### What you are asked to do
Can you pull out every line from the one containing "Species-survey task: indicate the stone lintel" through the last line of the records, both included, and copy them over with no changes?

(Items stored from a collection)
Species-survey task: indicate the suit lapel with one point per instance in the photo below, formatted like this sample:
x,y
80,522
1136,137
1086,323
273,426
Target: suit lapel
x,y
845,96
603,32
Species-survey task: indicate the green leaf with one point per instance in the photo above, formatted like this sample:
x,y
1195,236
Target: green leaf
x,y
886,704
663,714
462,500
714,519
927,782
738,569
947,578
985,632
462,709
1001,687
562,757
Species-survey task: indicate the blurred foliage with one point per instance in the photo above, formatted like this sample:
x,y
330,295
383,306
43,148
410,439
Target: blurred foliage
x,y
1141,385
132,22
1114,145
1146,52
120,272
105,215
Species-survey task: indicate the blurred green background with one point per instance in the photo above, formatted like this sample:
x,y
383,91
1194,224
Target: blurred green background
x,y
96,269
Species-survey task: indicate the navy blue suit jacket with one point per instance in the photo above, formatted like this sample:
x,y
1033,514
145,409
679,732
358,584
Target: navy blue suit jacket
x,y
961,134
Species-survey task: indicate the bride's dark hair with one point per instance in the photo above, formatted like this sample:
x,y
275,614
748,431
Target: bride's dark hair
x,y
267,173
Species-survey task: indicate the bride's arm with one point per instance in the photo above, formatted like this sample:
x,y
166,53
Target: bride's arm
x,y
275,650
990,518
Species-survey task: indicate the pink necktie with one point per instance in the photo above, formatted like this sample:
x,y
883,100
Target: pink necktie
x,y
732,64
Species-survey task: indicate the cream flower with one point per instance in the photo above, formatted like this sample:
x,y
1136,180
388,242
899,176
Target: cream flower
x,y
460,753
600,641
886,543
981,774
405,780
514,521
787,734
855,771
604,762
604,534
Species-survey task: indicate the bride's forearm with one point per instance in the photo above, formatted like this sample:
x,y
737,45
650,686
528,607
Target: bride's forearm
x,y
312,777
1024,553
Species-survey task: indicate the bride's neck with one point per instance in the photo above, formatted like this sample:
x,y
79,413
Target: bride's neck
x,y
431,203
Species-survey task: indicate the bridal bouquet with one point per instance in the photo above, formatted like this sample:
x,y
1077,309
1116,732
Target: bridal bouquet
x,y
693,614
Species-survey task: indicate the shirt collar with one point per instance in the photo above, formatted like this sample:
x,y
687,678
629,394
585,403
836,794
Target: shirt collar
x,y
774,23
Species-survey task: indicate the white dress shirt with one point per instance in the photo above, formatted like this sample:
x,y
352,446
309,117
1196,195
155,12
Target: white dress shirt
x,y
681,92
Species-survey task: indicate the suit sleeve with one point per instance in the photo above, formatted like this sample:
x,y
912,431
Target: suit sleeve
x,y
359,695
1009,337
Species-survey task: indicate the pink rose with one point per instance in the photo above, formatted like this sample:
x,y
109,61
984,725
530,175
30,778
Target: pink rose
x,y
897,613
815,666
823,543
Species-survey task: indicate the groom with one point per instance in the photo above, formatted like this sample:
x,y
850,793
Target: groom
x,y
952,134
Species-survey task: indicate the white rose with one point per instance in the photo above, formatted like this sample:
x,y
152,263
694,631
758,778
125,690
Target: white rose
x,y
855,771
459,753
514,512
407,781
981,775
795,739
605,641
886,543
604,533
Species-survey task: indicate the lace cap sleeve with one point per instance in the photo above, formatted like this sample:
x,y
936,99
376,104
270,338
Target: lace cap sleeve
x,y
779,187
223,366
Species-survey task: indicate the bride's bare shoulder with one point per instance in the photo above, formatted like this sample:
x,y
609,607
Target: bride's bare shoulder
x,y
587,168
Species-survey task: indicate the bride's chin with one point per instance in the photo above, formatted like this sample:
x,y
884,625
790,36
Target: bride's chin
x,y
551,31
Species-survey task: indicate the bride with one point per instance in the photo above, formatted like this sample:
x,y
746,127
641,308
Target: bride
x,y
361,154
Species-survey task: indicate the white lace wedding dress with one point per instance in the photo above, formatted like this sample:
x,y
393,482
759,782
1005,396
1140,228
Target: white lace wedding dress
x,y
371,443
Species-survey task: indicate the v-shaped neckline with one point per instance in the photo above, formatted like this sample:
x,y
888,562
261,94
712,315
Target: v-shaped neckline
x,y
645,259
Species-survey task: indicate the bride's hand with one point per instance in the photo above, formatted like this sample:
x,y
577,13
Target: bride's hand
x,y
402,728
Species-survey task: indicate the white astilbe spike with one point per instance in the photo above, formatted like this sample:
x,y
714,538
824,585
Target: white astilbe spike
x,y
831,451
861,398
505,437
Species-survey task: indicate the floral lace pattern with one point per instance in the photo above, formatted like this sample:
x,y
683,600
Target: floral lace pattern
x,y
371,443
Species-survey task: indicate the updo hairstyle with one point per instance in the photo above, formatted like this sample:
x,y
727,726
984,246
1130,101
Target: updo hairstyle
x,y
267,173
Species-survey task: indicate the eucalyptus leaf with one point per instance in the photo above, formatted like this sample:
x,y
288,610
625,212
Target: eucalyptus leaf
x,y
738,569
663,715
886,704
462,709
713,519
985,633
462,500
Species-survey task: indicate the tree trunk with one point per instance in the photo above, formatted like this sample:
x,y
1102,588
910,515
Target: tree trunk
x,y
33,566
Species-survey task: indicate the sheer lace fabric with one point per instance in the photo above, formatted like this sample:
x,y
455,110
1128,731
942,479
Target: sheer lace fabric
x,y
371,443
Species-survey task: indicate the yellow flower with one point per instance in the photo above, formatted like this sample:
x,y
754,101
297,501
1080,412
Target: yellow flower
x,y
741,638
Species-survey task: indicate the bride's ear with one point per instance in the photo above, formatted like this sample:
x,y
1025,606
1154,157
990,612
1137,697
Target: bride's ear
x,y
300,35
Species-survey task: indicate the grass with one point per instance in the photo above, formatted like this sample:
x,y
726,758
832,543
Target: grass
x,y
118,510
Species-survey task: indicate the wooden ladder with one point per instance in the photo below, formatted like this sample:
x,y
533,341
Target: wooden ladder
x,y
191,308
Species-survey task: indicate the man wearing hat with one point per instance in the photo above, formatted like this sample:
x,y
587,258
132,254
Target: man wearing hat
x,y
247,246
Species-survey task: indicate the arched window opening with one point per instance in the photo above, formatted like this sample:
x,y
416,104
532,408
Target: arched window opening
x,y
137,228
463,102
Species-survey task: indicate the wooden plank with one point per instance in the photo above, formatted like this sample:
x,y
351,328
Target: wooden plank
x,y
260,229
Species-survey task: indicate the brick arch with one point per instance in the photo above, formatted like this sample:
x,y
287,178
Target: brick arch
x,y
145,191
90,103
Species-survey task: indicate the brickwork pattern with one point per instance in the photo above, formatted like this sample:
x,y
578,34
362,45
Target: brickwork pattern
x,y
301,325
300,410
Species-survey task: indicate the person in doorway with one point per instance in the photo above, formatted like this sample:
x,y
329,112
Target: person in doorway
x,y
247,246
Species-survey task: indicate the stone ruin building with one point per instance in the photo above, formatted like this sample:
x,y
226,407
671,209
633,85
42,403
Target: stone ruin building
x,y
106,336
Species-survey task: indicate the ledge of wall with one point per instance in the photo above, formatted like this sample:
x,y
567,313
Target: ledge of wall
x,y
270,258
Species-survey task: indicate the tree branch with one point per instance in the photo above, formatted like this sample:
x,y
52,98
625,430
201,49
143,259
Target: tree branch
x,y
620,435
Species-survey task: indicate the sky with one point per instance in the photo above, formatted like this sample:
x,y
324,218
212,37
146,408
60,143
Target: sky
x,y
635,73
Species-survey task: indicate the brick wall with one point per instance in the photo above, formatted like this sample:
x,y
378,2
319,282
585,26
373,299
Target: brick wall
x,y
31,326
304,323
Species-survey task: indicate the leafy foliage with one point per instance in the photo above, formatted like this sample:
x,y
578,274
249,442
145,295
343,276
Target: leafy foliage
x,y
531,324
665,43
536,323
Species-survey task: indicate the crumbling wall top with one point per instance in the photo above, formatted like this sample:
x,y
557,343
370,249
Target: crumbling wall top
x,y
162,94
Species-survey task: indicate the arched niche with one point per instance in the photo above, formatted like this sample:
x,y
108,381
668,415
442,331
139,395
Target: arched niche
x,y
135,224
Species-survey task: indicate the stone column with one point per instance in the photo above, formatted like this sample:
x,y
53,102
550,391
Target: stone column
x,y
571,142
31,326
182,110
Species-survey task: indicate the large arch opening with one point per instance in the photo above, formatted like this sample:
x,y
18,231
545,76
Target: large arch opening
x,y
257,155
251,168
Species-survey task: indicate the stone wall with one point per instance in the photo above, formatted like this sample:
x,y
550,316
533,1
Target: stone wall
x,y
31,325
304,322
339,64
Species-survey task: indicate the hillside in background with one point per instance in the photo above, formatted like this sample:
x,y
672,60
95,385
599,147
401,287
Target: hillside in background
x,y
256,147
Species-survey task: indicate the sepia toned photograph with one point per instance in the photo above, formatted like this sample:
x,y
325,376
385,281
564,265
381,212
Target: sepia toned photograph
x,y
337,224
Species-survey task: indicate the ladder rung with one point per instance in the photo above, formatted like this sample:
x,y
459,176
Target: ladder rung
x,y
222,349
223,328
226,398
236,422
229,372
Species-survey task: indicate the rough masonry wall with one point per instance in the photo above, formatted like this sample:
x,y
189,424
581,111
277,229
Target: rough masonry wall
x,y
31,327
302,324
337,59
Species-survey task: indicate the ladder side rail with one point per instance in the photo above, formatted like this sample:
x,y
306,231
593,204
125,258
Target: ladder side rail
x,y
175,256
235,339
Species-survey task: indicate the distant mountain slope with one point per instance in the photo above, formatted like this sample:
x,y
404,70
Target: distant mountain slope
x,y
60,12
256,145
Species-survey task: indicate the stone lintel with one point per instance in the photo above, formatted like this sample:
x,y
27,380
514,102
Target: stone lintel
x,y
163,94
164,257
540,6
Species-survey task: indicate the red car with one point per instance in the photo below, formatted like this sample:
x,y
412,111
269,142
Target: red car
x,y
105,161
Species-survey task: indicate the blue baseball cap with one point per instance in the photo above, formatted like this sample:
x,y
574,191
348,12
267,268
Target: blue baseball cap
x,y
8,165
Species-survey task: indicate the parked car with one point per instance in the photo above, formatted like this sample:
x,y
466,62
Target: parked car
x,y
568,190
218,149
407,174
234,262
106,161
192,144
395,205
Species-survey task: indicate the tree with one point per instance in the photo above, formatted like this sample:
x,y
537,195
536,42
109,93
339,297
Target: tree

### Exercise answer
Species-survey task: indicate the stone lintel with one point per instance in the photo above, formatted like this sample:
x,y
27,380
514,102
Target: stone lintel
x,y
163,94
164,257
540,6
Species-survey task: indicate the red car with one point per instance in the photo below, formatted like this sample:
x,y
412,111
269,142
Target: red car
x,y
105,161
Species-survey task: indicate the blue baseball cap with one point per instance in the photo above, formatted like this sample:
x,y
574,191
348,12
267,268
Target: blue baseball cap
x,y
8,165
Species-survey task: indicate the parked car with one point per instance in the photo above, formatted like this sample:
x,y
466,62
Target: parked car
x,y
568,190
218,149
407,174
234,262
106,161
192,144
395,205
Species-survey task: indicate the tree with one point per instance in the photo above, formatted like this sample:
x,y
537,195
536,42
109,93
339,297
Target: tree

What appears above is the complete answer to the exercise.